▸ **PROVIDED TEXT**:
------------------------

Mortality and Spirituality
Jessy Ssendawula’s interpretation of “The Pebble Is Breaking Me” advances the discussion of mortality and spirituality by focusing on these themes in relation to materialism and politics. In his account of the song’s various meanings, he expounds on the inevitability of death, noting that the composition talks about the belief that when one’s time comes, one must succumb to human mortality and the fate of death. When people die, surviving relatives and friends place them in graves, and though their loss might weigh heavily on the survivors’ hearts, the deceased will remain as stone, unmoving.
1Ssendawula personal communication, April 8, 2020. He then expands on the song’s refutation of materialism and emphasis on temporality:
Death renders all earthly pleasures useless. The big barns, parlors, courtyards, or compounds that are cleaned daily do not house the dead who paid for them. The only place for the dead is at the demarcation lines, at the margins of their land, where their relatives bury them. The dead leave their decorated houses, and grass covers their bodies as though they were puff adders. Surviving relatives and friends rain stones upon those who once enjoyed the spaces they built, and place them in plantations; the dead will never walk their compounds again.

------------------------

▸ **RECORD EXTRACTS**:
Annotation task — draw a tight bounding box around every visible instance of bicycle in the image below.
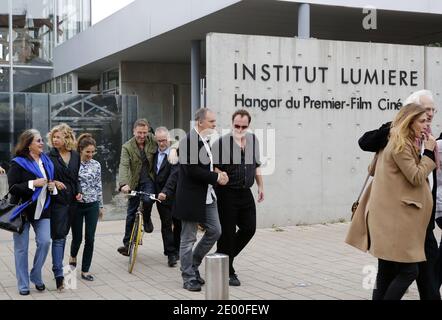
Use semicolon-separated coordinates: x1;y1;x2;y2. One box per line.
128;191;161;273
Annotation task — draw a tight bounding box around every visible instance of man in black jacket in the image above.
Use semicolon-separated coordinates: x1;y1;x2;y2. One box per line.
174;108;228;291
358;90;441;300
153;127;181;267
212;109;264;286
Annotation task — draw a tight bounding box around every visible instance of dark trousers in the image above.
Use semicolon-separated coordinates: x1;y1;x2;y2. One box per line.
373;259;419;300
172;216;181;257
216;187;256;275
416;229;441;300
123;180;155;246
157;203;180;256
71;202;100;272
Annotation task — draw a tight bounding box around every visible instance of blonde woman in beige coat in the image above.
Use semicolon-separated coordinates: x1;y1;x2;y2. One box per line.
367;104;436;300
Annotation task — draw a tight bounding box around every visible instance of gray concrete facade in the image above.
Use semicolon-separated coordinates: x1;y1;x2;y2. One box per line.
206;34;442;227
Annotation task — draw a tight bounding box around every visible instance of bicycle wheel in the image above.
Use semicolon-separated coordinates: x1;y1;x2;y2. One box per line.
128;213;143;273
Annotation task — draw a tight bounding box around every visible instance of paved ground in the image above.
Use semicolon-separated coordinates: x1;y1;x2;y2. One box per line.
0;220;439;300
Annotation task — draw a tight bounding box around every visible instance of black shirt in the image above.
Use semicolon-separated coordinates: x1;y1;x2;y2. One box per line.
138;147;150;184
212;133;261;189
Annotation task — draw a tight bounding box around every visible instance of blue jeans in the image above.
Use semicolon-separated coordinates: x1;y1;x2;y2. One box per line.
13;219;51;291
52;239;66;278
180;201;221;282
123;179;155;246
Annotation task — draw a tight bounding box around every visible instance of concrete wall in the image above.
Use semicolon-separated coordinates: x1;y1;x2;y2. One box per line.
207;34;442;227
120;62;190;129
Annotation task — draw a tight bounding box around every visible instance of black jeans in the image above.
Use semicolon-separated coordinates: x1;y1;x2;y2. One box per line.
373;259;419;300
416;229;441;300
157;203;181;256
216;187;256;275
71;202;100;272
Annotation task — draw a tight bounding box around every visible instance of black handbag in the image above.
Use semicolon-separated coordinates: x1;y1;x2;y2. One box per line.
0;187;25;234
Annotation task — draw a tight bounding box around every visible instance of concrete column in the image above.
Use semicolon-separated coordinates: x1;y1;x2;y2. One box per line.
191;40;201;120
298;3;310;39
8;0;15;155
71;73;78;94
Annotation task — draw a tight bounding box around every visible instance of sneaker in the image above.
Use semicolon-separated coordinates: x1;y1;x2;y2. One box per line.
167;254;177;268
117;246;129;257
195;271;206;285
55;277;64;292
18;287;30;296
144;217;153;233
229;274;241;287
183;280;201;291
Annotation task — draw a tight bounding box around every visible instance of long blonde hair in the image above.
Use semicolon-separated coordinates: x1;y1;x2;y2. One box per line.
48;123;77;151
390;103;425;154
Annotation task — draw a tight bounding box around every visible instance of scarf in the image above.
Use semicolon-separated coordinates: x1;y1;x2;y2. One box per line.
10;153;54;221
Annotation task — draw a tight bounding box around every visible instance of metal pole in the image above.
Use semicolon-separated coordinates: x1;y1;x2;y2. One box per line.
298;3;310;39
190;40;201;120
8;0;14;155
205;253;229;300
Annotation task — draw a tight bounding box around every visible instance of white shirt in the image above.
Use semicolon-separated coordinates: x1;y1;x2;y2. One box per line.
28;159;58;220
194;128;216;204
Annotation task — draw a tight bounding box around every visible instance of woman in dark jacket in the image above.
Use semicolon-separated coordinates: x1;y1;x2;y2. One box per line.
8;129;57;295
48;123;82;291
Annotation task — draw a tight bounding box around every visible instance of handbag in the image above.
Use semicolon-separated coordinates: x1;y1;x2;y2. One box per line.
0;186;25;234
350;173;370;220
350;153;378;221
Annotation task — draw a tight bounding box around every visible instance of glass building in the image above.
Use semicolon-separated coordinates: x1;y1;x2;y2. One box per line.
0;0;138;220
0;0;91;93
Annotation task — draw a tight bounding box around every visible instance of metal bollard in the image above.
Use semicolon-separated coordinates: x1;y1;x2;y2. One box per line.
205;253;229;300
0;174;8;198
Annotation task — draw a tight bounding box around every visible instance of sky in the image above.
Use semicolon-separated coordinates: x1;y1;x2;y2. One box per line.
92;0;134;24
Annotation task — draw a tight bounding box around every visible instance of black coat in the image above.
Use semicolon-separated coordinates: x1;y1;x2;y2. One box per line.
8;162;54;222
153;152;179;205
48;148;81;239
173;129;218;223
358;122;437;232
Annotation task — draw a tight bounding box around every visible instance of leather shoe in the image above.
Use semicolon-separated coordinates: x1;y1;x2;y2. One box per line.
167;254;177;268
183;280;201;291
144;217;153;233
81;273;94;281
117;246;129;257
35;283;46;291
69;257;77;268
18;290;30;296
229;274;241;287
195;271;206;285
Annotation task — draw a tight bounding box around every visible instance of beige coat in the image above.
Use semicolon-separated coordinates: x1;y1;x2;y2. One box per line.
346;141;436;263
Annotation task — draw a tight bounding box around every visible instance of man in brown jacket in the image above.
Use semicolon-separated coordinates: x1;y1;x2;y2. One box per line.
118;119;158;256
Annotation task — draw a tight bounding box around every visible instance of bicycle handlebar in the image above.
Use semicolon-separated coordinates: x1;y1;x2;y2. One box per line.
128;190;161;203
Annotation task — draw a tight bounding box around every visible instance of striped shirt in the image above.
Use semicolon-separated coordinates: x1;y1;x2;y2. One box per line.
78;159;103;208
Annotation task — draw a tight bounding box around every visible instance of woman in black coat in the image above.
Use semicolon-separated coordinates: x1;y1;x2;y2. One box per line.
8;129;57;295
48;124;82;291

------------------------

▸ **SHORT PROBLEM 1**:
State whether each statement below agrees with the passage on mortality and spirituality. Answer yes or no for each, and quote the deciding words of the passage. (a) Ssendawula's interpretation relates mortality and spirituality to materialism and politics. (b) The dead are laid to rest inside the decorated houses they built. (c) The dead are covered by grass as though they were puff adders.
▸ **SHORT PROBLEM 2**:
From the passage on mortality and spirituality, list every built space that, according to the passage, does not house the dead who paid for it.
▸ **SHORT PROBLEM 3**:
Resume the passage on mortality and spirituality, picking up after its final sentence.

▸ **RIGHT ANSWER 1**:
(a) Yes: "by focusing on these themes in relation to materialism and politics"
(b) No: "The only place for the dead is at the demarcation lines, at the margins of their land, where their relatives bury them."
(c) Yes: "grass covers their bodies as though they were puff adders"

▸ **RIGHT ANSWER 2**:
big barns, parlors, courtyards, compounds

▸ **RIGHT ANSWER 3**:
2Ibid.While focusing on the song’s conception of death, Ssendawula also reflects on how such inescapable destruction mediates social relations. Death wrenches people from the relations they may have occupied in life, as human selves will ultimately transition from being a focal point in a complex set of relations to having their bodies displaced to the corners of property, at the peripheries of their relatives’ thoughts and spaces. Thus, death displaces people’s relationship to the world—not necessarily erasing it but relocating it so that it lies in the margins of social, political, and spatial life. This observation allows “The Pebble Is Breaking Me” to become a framework for discussing death as a type of status shift that shapes people’s positionality in the world. With this degree of nuance, Ssendawula’s perspective accounts for how death is a matter of relationality.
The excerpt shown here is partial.